Objective: Print the listing below exactly.

--- begin Data provided ---

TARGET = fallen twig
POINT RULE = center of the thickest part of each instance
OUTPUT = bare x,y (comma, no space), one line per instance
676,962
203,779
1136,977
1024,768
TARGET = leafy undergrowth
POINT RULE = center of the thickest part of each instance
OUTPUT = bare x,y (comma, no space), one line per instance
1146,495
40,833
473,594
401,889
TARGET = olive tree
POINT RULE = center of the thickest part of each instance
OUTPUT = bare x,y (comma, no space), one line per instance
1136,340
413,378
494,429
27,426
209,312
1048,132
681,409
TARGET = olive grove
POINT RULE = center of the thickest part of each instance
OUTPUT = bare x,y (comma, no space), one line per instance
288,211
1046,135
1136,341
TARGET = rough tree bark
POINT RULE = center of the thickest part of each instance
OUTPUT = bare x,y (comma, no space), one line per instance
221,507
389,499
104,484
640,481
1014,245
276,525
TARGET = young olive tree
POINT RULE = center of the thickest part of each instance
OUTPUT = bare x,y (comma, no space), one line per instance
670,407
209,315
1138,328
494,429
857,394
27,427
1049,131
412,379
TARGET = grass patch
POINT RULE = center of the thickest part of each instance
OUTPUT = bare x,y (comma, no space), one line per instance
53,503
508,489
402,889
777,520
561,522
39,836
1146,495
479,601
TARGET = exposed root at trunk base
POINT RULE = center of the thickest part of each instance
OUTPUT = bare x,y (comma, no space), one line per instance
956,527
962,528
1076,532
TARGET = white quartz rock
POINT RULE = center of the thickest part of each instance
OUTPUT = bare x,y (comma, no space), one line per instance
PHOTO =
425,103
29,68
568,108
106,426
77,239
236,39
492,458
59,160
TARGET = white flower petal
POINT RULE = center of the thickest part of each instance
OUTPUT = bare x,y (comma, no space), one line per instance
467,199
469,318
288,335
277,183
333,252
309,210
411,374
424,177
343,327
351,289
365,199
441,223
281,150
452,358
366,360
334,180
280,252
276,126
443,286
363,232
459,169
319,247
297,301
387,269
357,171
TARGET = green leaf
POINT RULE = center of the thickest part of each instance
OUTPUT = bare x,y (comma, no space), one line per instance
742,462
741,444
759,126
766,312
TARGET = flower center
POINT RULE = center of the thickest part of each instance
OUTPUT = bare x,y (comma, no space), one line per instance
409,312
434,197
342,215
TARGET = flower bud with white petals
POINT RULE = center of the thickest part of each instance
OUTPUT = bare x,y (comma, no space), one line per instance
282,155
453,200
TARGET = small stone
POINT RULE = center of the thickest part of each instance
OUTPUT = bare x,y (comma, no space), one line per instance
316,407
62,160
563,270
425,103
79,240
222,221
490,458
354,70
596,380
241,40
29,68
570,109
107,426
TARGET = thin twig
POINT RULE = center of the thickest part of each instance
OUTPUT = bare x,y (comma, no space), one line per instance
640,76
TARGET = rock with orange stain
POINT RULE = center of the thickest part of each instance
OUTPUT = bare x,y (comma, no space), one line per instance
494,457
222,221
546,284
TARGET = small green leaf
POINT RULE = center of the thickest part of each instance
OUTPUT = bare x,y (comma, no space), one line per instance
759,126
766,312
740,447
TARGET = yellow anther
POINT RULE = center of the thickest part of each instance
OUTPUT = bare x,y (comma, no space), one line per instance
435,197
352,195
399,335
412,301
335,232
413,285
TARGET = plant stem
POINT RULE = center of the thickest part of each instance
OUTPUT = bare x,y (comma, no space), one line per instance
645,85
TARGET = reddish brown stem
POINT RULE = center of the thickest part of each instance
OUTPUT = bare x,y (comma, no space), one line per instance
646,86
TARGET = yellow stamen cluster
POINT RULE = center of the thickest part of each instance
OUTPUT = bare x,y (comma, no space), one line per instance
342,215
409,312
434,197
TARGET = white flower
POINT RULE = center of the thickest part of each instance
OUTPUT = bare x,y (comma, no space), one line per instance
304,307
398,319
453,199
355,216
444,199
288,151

--- end Data provided ---

Result for this task:
TARGET = fallen twig
POINT RULE = center of the thickest part of each instance
OUTPUT = bare x,y (comma, no space), one line per instance
676,962
203,779
1136,977
1024,768
TARGET = leafy undergrowth
POINT RULE = center of the thickest part of each instance
OUTPUT = bare x,y (comma, no space), one line per instance
1146,495
40,833
473,594
401,889
TARGET = olive tree
POINT RULE = center of the thickest part of each instance
OUTPUT = bare x,y (comma, no space), one line per instance
1136,340
413,378
494,429
27,426
209,312
1048,132
681,409
TARGET = olive grove
POINT RULE = center of the thickest part of each instance
OUTPUT = bare x,y (comma, no space), one line per instance
288,211
1046,135
1136,341
TARGET = rough tree bark
POINT RULE = center of the thickest part of each instance
OUTPUT = bare x,y (comma, no space), one line per instance
221,507
389,499
104,484
640,481
1014,245
276,525
TARGET = young olive tree
POINT RULE = center of the thickest part of each instance
OUTPUT = bare x,y (comma, no space), one line per instance
670,407
209,315
1138,328
494,429
857,394
27,427
1049,131
412,379
TARGET = grass patch
POINT RULE = center of the thickest part of each instance
OUTPUT = bare x,y (comma, no space), one line per instance
53,503
508,489
402,889
777,520
561,522
39,836
1146,495
479,601
TARGET = exposed root at trunk base
POINT RULE = center of the thickest part of each instance
OUTPUT = bare x,y (comma, no space), one line per instance
956,527
962,528
1076,532
TARGET = white quartz rock
POINT RULE = center of the thickest part of each instance
OUTPUT = bare x,y (comma, no space), one line per instance
PHOTO =
425,103
29,68
568,108
106,426
77,239
236,39
492,458
59,160
TARGET = white flower petal
POINT RULE = center of the thickest part of each instance
OUTPUT = bare x,y (comma, no space), one line per instance
467,199
469,318
288,335
277,183
333,252
309,210
411,374
424,177
343,327
351,289
365,199
441,223
281,150
452,358
366,360
334,180
280,252
276,126
443,286
363,232
459,169
319,247
297,301
387,269
357,171
TARGET = green leaf
POINT RULE = center of the thickest part of each instance
OUTPUT = bare x,y (comma, no space), one line per instance
742,462
741,444
759,126
766,312
TARGET = flower center
POINT RULE = center of the thickest part of each instance
OUTPUT = bare x,y (comma, no space), one line per instance
409,312
434,197
342,215
TARGET = flower bud with white petals
POINT RULE = center of the thickest part of each instance
OUTPUT = bare x,y (comma, no space), one line per instance
282,155
453,200
TARGET = small stone
POINT RULE = center of the thickest part of each instance
OUTPUT = bare x,y (comma, no space), one line per instance
316,407
62,160
563,270
425,103
79,240
222,221
490,458
354,70
596,380
241,40
29,68
570,109
107,426
TARGET = thin twig
POINT RULE = center of the thickest part of each instance
OUTPUT = bare x,y (comma, no space), one line per instance
640,76
TARGET = rock with orange stain
POINT RULE = center of the thickest part of each instance
OUTPUT = bare x,y (comma, no space), one line per instance
494,457
222,221
546,284
TARGET = small green leaf
POINT RULE = center of the thickest part of each instance
OUTPUT = bare x,y (comma, no space), one line per instance
759,126
766,312
740,447
TARGET = yellow anther
POINT RULE = center of the thickest part of each instance
OUTPUT = bare x,y (comma, no space), one line per instance
435,197
352,195
399,335
412,301
335,232
413,285
TARGET = plant stem
POINT RULE = center of the thickest part of each instance
OUTPUT = bare x,y (comma, no space), one line per instance
645,85
TARGET = reddish brown stem
POINT RULE = center of the thickest part of each instance
OUTPUT = bare x,y (comma, no space), one line per instance
646,86
TARGET = yellow stamen cluster
POINT RULE = center of the thickest part of each instance
OUTPUT = bare x,y (comma, no space), one line per instance
342,215
409,312
434,197
TARGET = white flower
POINT RULE = center of the thickest part of each instance
OUTPUT = bare x,y (comma, no space), one line per instance
304,307
398,319
453,199
355,216
444,199
288,151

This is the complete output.